__DOCUMENT SECTION__.
========

FTC Announces Preliminary Injunction
against Pacific Medical Clinics

FTC News Release
October 25, 1990

The Federal Trade Commission announced that a federal court has issued a preliminary injunction against a chain of weight-loss clinics who have operated under the name of Pacific Medical Clinics Management, Inc. (Medical Clinics), and its principal, James Norman Wells, prohibiting them from falsely advertising that, through their "medically-safe" program, consumers can adjust their metabolism and lose up to one and one-half pounds a day. At the same time, the Commission issued a consumer brochure about quick weight-loss programs generally.

Pacific Medical Clinics Management, Inc., which is based in San Diego, California, also operates clinics in Nevada, Texas, Georgia, Virginia and Maryland under several different names. In Nevada, it operates under the name Medical Clinics, Inc.; in Texas, under the name American Medical Clinics, Inc.; in Georgia, under the name Georgia Medical Clinics, Inc.; in Virginia, under the name Medical Clinics, Inc.; and in Maryland, under the name Medical Slenderizing, Inc. The individual defendant, James Norman Wells, is also known as Johnny Norman Wells, John Holmes, and Duke Wells.

========

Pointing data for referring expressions
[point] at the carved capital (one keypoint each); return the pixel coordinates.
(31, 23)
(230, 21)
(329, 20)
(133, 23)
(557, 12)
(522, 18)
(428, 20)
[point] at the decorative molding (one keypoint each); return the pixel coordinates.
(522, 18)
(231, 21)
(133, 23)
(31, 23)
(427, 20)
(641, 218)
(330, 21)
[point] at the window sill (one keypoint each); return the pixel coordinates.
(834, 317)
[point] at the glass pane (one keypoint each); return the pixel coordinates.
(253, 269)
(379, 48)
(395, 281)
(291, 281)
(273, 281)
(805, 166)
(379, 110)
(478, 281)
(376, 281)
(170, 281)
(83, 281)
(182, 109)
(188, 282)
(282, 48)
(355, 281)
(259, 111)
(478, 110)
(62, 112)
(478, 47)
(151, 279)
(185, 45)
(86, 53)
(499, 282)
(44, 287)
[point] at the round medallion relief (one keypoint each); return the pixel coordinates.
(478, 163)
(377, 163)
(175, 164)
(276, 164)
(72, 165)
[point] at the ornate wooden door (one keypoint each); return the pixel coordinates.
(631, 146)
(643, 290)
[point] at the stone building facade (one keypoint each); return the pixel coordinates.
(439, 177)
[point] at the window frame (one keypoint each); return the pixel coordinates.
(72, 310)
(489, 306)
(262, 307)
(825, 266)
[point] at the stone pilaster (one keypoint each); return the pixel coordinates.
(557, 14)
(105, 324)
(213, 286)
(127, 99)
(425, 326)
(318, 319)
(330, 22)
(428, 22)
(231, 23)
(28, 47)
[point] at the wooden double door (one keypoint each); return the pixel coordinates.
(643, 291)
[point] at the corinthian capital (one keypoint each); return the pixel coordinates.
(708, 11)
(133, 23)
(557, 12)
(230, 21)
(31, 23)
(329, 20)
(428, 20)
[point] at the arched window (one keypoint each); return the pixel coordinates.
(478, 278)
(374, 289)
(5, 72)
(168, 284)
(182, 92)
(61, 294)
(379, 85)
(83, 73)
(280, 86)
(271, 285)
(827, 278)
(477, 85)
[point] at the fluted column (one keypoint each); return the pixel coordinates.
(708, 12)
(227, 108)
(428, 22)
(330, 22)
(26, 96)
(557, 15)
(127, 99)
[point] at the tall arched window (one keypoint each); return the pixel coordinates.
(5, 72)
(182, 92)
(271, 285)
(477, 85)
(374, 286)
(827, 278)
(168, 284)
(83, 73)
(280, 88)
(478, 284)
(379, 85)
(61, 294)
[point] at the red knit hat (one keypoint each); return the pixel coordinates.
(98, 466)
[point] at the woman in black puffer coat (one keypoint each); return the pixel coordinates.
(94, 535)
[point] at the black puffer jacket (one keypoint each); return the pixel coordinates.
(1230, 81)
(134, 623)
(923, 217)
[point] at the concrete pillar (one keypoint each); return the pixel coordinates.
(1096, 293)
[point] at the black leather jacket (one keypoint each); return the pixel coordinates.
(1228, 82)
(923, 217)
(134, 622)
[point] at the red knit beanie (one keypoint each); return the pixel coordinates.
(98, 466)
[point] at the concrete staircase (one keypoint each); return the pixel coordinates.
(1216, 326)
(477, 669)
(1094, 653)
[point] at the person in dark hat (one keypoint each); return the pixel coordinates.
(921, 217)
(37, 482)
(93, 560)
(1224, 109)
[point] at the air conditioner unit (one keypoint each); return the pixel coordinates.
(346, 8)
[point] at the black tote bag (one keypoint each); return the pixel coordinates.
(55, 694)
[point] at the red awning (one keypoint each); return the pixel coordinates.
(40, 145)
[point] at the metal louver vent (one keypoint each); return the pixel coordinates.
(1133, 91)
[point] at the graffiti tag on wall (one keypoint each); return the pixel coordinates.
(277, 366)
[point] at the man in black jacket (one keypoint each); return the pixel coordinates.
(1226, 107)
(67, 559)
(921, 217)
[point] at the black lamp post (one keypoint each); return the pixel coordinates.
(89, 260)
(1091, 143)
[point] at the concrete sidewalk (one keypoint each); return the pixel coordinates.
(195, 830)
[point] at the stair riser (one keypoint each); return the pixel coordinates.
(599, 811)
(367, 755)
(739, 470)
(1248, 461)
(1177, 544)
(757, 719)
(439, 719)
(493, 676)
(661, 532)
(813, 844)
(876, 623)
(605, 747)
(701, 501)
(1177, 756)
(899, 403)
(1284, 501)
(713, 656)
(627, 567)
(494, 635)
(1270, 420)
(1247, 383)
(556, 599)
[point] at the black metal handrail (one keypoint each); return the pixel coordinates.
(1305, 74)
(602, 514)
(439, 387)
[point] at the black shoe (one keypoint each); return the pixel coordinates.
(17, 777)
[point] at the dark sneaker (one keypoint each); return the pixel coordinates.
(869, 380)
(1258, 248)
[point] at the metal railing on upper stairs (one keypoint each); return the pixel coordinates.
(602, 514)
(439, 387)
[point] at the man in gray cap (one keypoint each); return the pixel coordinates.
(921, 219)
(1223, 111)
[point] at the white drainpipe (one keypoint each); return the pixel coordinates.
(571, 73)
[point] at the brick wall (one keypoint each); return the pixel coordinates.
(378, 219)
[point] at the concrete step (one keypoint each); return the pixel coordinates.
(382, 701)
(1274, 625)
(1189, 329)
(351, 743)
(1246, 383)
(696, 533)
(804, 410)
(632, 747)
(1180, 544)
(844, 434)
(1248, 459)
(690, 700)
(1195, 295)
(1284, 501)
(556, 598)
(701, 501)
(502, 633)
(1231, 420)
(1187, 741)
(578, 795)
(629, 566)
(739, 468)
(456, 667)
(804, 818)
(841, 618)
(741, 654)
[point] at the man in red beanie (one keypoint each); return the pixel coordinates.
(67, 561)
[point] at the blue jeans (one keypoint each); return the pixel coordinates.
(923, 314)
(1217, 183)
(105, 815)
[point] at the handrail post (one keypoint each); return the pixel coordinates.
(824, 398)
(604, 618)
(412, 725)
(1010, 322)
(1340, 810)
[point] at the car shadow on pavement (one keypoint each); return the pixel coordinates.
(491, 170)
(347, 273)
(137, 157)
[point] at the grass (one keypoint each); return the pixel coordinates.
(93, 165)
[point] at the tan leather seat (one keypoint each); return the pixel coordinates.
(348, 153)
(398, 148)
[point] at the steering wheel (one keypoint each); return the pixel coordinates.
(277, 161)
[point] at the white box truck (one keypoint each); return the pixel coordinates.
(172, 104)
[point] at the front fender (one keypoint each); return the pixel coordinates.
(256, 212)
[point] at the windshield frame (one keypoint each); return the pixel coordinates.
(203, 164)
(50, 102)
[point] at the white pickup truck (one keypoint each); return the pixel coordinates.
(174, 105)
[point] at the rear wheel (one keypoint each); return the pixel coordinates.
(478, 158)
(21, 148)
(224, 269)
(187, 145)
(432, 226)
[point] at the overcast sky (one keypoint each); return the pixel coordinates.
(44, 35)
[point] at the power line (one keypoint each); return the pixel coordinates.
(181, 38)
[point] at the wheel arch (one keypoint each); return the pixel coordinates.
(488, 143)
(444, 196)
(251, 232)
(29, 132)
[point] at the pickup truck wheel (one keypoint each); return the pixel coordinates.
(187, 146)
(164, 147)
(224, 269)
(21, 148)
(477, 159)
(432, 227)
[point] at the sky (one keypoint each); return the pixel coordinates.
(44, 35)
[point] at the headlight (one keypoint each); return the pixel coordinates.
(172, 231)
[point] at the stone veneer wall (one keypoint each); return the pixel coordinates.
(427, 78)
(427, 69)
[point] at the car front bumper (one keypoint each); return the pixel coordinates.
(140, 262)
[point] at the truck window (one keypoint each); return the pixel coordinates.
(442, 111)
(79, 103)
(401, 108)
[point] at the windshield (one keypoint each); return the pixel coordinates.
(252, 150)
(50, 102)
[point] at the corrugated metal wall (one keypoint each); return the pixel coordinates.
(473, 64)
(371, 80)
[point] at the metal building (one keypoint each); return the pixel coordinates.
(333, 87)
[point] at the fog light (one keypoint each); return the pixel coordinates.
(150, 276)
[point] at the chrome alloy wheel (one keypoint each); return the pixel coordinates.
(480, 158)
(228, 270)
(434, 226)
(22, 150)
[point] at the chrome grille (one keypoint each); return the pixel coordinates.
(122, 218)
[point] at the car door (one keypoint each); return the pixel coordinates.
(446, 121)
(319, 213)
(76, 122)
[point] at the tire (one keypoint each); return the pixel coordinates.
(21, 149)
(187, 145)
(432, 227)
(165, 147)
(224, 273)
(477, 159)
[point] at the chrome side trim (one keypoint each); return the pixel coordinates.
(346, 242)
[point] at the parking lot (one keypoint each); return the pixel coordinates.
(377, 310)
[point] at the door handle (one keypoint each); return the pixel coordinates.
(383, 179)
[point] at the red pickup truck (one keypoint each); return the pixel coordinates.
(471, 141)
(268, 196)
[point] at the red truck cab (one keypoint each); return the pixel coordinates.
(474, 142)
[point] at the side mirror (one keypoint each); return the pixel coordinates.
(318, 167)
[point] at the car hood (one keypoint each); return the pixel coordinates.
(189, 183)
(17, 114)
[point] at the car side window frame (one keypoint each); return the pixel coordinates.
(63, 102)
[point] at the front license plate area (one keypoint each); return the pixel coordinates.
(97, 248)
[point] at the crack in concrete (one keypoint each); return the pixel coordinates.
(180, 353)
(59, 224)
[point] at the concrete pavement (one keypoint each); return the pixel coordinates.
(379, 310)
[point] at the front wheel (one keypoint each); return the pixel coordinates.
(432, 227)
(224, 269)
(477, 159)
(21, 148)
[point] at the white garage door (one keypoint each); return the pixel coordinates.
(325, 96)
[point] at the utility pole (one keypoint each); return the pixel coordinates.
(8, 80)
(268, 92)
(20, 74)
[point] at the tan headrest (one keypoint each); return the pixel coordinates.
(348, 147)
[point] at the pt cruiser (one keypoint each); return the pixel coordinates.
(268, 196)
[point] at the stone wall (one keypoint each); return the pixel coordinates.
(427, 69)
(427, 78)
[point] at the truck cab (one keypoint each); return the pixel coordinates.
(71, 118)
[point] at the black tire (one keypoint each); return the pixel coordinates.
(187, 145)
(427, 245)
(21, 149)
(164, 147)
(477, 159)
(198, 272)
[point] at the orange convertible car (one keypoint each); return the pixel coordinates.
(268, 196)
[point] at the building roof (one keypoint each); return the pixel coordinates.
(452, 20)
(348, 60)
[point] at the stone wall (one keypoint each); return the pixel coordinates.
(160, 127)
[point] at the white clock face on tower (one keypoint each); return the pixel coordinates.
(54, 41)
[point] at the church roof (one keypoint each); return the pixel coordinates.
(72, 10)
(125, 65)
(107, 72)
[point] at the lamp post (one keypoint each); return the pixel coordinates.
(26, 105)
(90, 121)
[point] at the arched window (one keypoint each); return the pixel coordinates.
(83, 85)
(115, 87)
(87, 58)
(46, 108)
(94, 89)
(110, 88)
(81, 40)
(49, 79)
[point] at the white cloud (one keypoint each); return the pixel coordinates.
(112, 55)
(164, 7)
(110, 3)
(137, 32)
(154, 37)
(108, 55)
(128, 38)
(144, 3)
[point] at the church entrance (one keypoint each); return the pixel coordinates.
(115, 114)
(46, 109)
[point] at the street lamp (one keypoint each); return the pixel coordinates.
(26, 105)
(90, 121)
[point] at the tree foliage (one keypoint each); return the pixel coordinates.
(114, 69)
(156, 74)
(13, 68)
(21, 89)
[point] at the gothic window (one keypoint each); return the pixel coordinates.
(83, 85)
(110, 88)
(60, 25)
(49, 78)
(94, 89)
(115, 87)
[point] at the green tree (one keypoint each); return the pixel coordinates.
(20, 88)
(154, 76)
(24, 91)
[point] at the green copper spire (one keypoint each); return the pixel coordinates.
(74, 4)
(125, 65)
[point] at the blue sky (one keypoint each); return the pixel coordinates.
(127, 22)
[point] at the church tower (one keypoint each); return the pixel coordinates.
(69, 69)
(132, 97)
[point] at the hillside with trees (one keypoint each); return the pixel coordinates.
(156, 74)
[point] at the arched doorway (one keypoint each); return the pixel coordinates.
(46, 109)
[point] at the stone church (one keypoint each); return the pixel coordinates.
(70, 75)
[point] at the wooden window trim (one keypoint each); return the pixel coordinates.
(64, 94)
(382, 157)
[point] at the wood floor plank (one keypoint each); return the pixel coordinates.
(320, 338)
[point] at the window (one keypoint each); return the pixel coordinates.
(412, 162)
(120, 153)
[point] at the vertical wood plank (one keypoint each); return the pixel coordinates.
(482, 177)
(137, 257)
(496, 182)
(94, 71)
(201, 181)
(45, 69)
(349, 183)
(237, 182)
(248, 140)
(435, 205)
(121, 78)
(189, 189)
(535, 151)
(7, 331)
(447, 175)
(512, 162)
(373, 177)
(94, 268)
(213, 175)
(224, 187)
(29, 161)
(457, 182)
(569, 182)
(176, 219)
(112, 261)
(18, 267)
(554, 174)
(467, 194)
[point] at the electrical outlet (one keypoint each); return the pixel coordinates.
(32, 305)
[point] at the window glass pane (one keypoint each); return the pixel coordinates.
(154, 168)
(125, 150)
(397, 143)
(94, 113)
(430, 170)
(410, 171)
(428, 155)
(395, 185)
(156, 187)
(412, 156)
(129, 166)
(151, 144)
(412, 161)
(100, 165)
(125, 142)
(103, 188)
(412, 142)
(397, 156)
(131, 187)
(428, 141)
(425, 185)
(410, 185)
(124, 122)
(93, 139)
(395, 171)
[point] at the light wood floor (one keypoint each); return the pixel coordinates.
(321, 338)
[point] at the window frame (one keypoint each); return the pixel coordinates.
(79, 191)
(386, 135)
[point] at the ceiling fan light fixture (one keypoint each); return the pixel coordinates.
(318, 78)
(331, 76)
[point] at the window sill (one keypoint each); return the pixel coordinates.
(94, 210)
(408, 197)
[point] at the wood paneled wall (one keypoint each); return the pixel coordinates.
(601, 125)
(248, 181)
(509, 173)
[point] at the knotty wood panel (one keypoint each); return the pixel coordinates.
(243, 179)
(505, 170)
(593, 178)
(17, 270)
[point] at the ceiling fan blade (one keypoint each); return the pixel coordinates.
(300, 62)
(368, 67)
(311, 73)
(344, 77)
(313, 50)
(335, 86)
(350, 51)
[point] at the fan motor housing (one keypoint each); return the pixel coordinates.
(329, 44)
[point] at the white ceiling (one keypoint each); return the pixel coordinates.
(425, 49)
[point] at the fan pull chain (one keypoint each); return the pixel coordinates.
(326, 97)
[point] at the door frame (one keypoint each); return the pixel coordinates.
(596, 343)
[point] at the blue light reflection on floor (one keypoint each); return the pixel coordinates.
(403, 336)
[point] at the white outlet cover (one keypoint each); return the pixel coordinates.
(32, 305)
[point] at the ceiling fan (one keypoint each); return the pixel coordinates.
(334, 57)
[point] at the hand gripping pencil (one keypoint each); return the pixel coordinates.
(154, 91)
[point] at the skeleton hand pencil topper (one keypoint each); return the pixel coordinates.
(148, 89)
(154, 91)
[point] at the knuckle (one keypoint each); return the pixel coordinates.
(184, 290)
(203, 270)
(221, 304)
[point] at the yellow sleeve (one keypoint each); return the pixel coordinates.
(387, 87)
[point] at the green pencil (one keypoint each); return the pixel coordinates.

========

__DIRECTIONS FOR THIS TASK__.
Repeat the passage of the FTC news release that starts at the words "FTC News Release" and stops after the words "weight-loss programs generally.".

__YOUR SOLUTION__.
FTC News Release
October 25, 1990

The Federal Trade Commission announced that a federal court has issued a preliminary injunction against a chain of weight-loss clinics who have operated under the name of Pacific Medical Clinics Management, Inc. (Medical Clinics), and its principal, James Norman Wells, prohibiting them from falsely advertising that, through their "medically-safe" program, consumers can adjust their metabolism and lose up to one and one-half pounds a day. At the same time, the Commission issued a consumer brochure about quick weight-loss programs generally.